__THE INPUT__:
start
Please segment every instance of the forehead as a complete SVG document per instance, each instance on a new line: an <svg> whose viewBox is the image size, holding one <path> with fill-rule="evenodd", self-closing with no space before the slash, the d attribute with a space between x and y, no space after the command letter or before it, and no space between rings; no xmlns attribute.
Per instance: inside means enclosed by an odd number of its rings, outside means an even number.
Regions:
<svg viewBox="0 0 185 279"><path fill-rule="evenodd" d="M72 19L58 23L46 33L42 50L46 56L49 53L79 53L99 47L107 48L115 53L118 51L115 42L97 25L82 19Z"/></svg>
end
start
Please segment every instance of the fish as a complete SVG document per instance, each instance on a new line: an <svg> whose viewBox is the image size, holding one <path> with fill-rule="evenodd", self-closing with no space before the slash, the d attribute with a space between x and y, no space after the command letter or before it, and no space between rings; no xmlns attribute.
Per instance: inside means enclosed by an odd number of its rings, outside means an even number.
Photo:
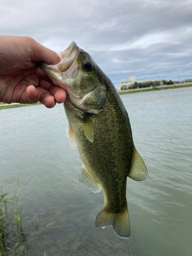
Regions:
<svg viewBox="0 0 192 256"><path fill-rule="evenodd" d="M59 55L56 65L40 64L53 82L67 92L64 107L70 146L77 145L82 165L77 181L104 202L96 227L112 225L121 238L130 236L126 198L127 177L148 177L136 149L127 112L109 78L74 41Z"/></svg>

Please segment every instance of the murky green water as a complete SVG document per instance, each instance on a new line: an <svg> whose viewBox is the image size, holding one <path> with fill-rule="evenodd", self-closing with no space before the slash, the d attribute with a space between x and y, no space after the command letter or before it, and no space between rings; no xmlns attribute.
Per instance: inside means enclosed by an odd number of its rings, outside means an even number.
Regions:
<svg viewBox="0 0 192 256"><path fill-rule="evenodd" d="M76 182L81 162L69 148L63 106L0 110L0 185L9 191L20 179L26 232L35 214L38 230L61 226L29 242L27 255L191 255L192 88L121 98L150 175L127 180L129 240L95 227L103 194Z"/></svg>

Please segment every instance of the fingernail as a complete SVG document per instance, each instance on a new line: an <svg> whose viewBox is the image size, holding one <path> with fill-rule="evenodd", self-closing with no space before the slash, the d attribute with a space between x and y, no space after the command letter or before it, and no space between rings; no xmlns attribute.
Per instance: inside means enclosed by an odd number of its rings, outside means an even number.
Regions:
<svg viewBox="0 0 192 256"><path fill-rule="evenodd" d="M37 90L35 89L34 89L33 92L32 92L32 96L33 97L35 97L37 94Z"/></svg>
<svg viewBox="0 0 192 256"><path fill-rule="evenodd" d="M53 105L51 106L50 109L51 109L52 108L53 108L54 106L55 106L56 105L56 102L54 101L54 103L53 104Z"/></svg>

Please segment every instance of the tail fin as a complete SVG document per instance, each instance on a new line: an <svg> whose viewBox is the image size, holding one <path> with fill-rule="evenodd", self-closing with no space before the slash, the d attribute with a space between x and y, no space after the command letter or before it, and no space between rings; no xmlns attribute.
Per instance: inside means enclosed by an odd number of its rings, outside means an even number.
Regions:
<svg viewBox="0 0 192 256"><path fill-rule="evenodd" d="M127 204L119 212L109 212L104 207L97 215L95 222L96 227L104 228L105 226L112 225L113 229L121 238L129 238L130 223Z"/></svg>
end
Swap "tail fin" for "caudal fin" in the lines between the one holding "Please segment every instance of the tail" and the one holding "204L119 212L109 212L104", inclusive, and give back only those lines with nothing else changed.

Please segment every instance of the caudal fin as a complete SVG document per instance, each instance on a new line: an <svg> whose viewBox is the image size, holding one <path> with fill-rule="evenodd", self-closing with no space before the slash, the d attribute with a space between x and y, no space after the command letter or before it, and no space between rings; no xmlns attribute.
Per instance: inside means enclosed by an odd number of its rings, outside means an even number.
Regions:
<svg viewBox="0 0 192 256"><path fill-rule="evenodd" d="M127 204L119 212L109 212L104 207L97 215L95 222L96 227L104 228L105 226L112 225L113 229L121 238L129 238L130 223Z"/></svg>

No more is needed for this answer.